The data START
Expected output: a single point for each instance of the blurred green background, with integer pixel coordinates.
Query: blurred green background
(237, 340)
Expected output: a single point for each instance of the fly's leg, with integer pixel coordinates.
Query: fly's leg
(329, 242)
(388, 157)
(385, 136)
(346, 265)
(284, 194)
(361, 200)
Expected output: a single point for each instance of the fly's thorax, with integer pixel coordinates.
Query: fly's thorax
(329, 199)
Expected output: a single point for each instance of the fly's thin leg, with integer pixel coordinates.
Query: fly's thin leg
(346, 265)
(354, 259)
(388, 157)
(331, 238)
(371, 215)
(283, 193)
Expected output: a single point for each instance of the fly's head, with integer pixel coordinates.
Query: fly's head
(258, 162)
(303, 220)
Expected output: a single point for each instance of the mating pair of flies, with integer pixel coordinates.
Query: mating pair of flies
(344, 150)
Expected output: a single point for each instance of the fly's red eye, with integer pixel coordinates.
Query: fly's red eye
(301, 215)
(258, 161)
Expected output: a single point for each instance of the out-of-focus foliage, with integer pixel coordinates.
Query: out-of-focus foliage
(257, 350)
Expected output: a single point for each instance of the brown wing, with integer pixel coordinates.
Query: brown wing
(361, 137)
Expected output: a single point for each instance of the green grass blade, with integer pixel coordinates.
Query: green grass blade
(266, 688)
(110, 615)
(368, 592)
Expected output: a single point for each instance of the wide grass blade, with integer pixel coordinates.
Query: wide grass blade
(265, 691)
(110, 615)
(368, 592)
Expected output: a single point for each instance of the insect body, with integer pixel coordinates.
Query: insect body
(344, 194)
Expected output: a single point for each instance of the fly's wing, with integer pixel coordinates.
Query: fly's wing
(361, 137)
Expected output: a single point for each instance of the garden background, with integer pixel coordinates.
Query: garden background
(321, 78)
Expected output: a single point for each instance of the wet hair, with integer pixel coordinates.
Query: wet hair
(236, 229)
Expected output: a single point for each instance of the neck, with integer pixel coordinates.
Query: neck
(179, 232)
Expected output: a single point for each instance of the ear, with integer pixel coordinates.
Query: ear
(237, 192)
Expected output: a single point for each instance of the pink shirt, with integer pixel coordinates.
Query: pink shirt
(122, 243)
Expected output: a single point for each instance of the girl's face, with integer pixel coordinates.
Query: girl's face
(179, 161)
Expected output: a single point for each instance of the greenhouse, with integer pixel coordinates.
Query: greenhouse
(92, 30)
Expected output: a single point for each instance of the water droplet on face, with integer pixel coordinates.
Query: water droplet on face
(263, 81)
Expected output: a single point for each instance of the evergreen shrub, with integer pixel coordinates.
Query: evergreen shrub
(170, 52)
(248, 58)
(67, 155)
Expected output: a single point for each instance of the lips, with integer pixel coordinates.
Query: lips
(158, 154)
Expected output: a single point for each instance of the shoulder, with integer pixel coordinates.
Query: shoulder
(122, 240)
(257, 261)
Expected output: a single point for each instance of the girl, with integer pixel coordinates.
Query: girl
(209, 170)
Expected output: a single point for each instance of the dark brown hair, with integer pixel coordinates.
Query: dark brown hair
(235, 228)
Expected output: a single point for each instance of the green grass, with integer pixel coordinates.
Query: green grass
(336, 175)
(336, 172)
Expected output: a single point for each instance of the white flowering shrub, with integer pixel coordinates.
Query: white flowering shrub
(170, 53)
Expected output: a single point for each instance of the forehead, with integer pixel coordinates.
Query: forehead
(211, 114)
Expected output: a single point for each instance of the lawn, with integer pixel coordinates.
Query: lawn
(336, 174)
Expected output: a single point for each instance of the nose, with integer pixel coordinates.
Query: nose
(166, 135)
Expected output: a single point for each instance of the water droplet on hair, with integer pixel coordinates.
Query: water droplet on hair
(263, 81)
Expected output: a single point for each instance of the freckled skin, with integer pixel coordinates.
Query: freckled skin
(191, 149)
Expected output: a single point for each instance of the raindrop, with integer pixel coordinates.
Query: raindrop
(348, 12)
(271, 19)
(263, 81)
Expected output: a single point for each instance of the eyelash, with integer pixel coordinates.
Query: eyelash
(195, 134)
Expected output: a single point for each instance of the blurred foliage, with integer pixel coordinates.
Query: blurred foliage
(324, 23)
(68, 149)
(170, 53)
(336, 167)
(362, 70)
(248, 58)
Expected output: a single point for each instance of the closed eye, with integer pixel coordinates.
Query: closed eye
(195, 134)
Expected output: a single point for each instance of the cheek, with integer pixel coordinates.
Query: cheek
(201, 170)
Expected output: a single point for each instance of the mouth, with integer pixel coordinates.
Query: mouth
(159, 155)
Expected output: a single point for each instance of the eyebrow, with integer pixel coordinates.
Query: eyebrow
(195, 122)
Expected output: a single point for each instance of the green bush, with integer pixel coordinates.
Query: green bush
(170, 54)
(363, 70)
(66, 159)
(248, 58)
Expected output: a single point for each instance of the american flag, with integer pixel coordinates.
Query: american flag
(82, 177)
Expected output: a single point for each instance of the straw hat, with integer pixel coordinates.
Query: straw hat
The data END
* What is being asked *
Every record should be given again without alteration.

* Exercise solution *
Expected output: a single point for each instance of the blurred green background, with integer pixel coordinates.
Query: blurred green background
(237, 340)
Expected output: a single point for each instance of the fly's leg, with integer pixel coordinates.
Query: fly's leg
(329, 242)
(388, 157)
(385, 136)
(346, 265)
(284, 194)
(361, 200)
Expected output: a single point for each instance of the fly's thorax, with integer pixel coordinates.
Query: fly's thorax
(329, 199)
Expected output: a single point for each instance of the fly's thin leg, with integer pixel coordinates.
Query: fly's thin leg
(346, 265)
(354, 259)
(388, 157)
(331, 238)
(371, 215)
(283, 193)
Expected output: a single point for each instance of the fly's head, with integer pixel coordinates.
Query: fly's head
(258, 162)
(303, 220)
Expected output: a single point for each instance of the mating pair of flies, with integer pixel coordinates.
Query: mating pair of flies
(344, 150)
Expected output: a single point for each instance of the fly's red eye, with integer pixel coordinates.
Query: fly's red eye
(301, 215)
(258, 161)
Expected output: a single point for each instance of the out-of-focus foliage, with integer pixel coordinates.
Query: out-of-focus foliage
(257, 350)
Expected output: a single point for each instance of the brown wing, with integer pixel coordinates.
Query: brown wing
(361, 137)
Expected output: a single point for each instance of the green grass blade, with integer pixel coordinates.
Query: green grass blade
(266, 688)
(110, 615)
(368, 592)
Expected output: a single point for each instance of the wide grass blade, with integer pixel coordinates.
Query: wide grass blade
(265, 691)
(110, 615)
(368, 592)
Expected output: a single point for each instance of the insect body, with integer pixel coordinates.
Query: insect body
(344, 194)
Expected output: a single point for each instance of the fly's wing, with integer pixel coordinates.
Query: fly's wing
(361, 137)
Expected output: a single point for each instance of the garden background, with integer pixel coordinates.
Query: garden background
(321, 78)
Expected output: a single point for each instance of the wet hair, with integer pixel coordinates.
Query: wet hair
(236, 229)
Expected output: a single point for each instance of the neck, with integer pixel coordinates.
Query: neck
(179, 232)
Expected output: a single point for each instance of the ear, with integer pixel coordinates.
Query: ear
(237, 192)
Expected output: a single point for each instance of the pink shirt, with integer pixel coordinates.
Query: pink shirt
(122, 243)
Expected output: a single point for each instance of the girl's face, with integer pixel coordinates.
Query: girl's face
(179, 161)
Expected output: a single point for each instance of the greenhouse, with integer pixel coordinates.
Query: greenhouse
(92, 30)
Expected output: a single point for each instance of the water droplet on face, with integer pixel coordinates.
Query: water droplet on face
(263, 81)
Expected output: a single point for each instance of the evergreen shrub, with integer pixel coordinates.
Query: evergreen shrub
(170, 52)
(248, 58)
(67, 155)
Expected output: a single point for each instance of the lips, with integer pixel coordinates.
Query: lips
(158, 154)
Expected output: a single point for each instance of the shoulder, with integer pixel coordinates.
Query: shoulder
(122, 240)
(257, 261)
Expected output: a single point for each instance of the girl, with integer pixel coordinates.
Query: girl
(209, 170)
Expected output: a single point for each instance of the dark brown hair, with integer pixel coordinates.
Query: dark brown hair
(235, 228)
Expected output: a single point for each instance of the green grass, with integer pixel coordinates.
Query: green grass
(336, 175)
(336, 172)
Expected output: a single point for each instance of the white flowering shrub, with integer pixel coordinates.
Query: white flowering shrub
(170, 53)
Expected output: a single point for each instance of the forehead, with integer pixel coordinates.
Query: forehead
(211, 114)
Expected output: a single point for each instance of the lawn, with integer pixel coordinates.
Query: lawn
(336, 174)
Expected output: a single point for each instance of the nose, with integer pixel coordinates.
Query: nose
(166, 135)
Expected output: a single point for each instance of the water droplet on hair, with integer pixel coordinates.
Query: water droplet on hair
(263, 81)
Expected output: a single point for each instance of the freckled skin, with integer pixel coordinates.
Query: freckled skin
(191, 149)
Expected output: a single point for each instance of the raindrop, with integer pixel coordinates.
Query: raindrop
(348, 12)
(271, 19)
(263, 81)
Expected output: a single point for each instance of the eyelash, with integer pixel coordinates.
Query: eyelash
(195, 134)
Expected output: a single point for each instance of the blurred foliage, with integer pixel coordinates.
Query: blurred foliage
(324, 23)
(68, 149)
(170, 53)
(336, 167)
(362, 70)
(248, 58)
Expected output: a single point for each instance of the closed eye, with integer pixel coordinates.
Query: closed eye
(195, 134)
Expected output: a single point for each instance of the cheek, with integer pixel coordinates.
Query: cheek
(201, 170)
Expected output: a single point for each instance of the mouth, with integer pixel coordinates.
Query: mouth
(159, 155)
Expected output: a single point for each instance of the eyebrow, with integer pixel coordinates.
Query: eyebrow
(195, 122)
Expected output: a single point for each instance of the green bush, with integer pixel coordinates.
Query: green bush
(170, 54)
(363, 70)
(66, 159)
(248, 58)
Expected output: a single point for each instance of the american flag, with integer pixel coordinates.
Query: american flag
(82, 177)
Expected output: a single point for each instance of the straw hat, with integer pixel coordinates.
Query: straw hat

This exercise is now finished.